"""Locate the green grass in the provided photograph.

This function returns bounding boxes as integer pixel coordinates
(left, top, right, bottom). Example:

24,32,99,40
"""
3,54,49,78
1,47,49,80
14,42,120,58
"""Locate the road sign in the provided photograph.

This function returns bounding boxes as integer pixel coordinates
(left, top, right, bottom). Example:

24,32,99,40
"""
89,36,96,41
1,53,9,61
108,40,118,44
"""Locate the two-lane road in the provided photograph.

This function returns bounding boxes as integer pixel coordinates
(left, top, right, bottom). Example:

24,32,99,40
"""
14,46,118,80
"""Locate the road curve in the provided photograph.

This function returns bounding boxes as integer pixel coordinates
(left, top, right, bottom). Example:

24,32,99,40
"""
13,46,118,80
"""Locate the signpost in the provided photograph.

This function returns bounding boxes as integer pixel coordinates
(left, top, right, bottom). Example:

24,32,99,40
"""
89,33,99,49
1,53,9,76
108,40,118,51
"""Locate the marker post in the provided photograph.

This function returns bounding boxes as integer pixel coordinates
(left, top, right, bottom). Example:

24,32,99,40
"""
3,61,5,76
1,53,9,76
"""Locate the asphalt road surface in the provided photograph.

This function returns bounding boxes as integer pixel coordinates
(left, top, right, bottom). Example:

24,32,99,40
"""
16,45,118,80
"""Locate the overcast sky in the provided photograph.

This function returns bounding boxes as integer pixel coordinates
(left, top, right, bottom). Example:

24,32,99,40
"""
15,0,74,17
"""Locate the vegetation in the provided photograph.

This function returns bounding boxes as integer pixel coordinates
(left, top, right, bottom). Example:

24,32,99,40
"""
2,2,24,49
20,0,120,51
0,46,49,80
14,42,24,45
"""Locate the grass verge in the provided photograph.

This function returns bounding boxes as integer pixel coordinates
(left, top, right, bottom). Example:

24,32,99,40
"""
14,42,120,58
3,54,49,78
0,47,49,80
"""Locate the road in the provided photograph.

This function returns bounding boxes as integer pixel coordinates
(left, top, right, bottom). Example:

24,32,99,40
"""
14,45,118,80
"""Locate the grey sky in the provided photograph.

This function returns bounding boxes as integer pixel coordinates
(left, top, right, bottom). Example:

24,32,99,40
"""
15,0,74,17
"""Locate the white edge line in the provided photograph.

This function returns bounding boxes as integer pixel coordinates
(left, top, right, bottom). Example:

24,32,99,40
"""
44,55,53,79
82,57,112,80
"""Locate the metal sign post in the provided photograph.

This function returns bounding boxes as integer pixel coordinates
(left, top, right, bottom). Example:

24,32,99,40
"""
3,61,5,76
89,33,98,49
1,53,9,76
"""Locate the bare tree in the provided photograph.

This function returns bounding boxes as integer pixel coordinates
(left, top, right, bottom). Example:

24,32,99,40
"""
________________
Reproduce all of the records above line for line, without changing a single character.

SOLUTION
"""Locate the green grass in the provided photograph.

This function returns bounding boxes as integer pixel coordinates
(left, top, right, bottom). Example:

24,32,99,40
"""
3,54,49,78
1,47,49,80
14,42,120,58
"""Locate the road sign in the provided photograph.

This function returns bounding boxes as integer pixel coordinates
(left, top, right, bottom). Example:

24,32,99,40
"""
89,36,96,41
1,53,9,61
108,40,118,44
"""Locate the two-lane road in the provided photograph.

This function returns bounding boxes as integer pixel coordinates
(left, top, right, bottom). Example:

24,32,99,40
"""
14,46,118,80
"""Locate the road curve in the provided photograph.

This function returns bounding boxes as integer pixel coordinates
(left, top, right, bottom). Example:

24,32,99,40
"""
13,46,118,80
"""Locate the signpost in the provided photograph.

This function returns bounding boxes as integer pixel coordinates
(left, top, right, bottom). Example:

24,32,99,40
"""
89,33,99,49
1,53,9,76
108,40,118,51
"""Locate the marker post in the provided photograph.

This function returns bounding boxes as integer pixel coordinates
(left, top, right, bottom). Example:

24,32,99,40
"""
3,61,5,76
1,53,9,76
"""Locate the asphalt road surface in the provided photograph.

This function returns bounding boxes as integer pixel coordinates
(left, top, right, bottom). Example:

24,32,99,40
"""
16,45,118,80
"""Locate the overcast sky in the provided photograph.

This function returns bounding boxes as integer pixel coordinates
(left, top, right, bottom). Example:

24,32,99,40
"""
15,0,74,17
"""Locate the vegetation in the provided photograph.

This function returns bounding boxes as integer pixel coordinates
(left, top, right, bottom). Example:

24,32,99,40
"""
2,2,24,49
20,0,120,51
0,46,49,80
14,42,24,45
"""Locate the grass verge in the provided photograph.

This function returns bounding boxes as integer pixel coordinates
(left, top, right, bottom). Example:

24,32,99,40
"""
14,42,120,58
3,54,49,78
0,47,49,80
"""Locate the road in the provided photograph.

This function returns bounding boxes as integer pixel coordinates
(left, top, right, bottom). Example:

24,32,99,40
"""
14,45,118,80
"""Locate the grey sky in the provided photograph.

This function returns bounding boxes as integer pixel coordinates
(left, top, right, bottom). Example:

24,32,99,40
"""
15,0,74,17
"""Locate the white edge line in the provided photograph.

This function returns bounding boxes as integer pixel coordinates
(left, top, right, bottom). Example:

24,32,99,40
"""
44,55,53,79
82,57,112,80
"""Locate the metal sign post in the provided photograph.

This function returns bounding boxes as integer pixel coordinates
(left, top, right, bottom). Example:

24,32,99,40
"""
3,61,5,76
89,33,98,49
1,53,9,76
"""Locate the bare tree in the provided photograph.

This function returns bounding boxes as integer pixel coordinates
(left, top, right, bottom). Example:

24,32,99,40
"""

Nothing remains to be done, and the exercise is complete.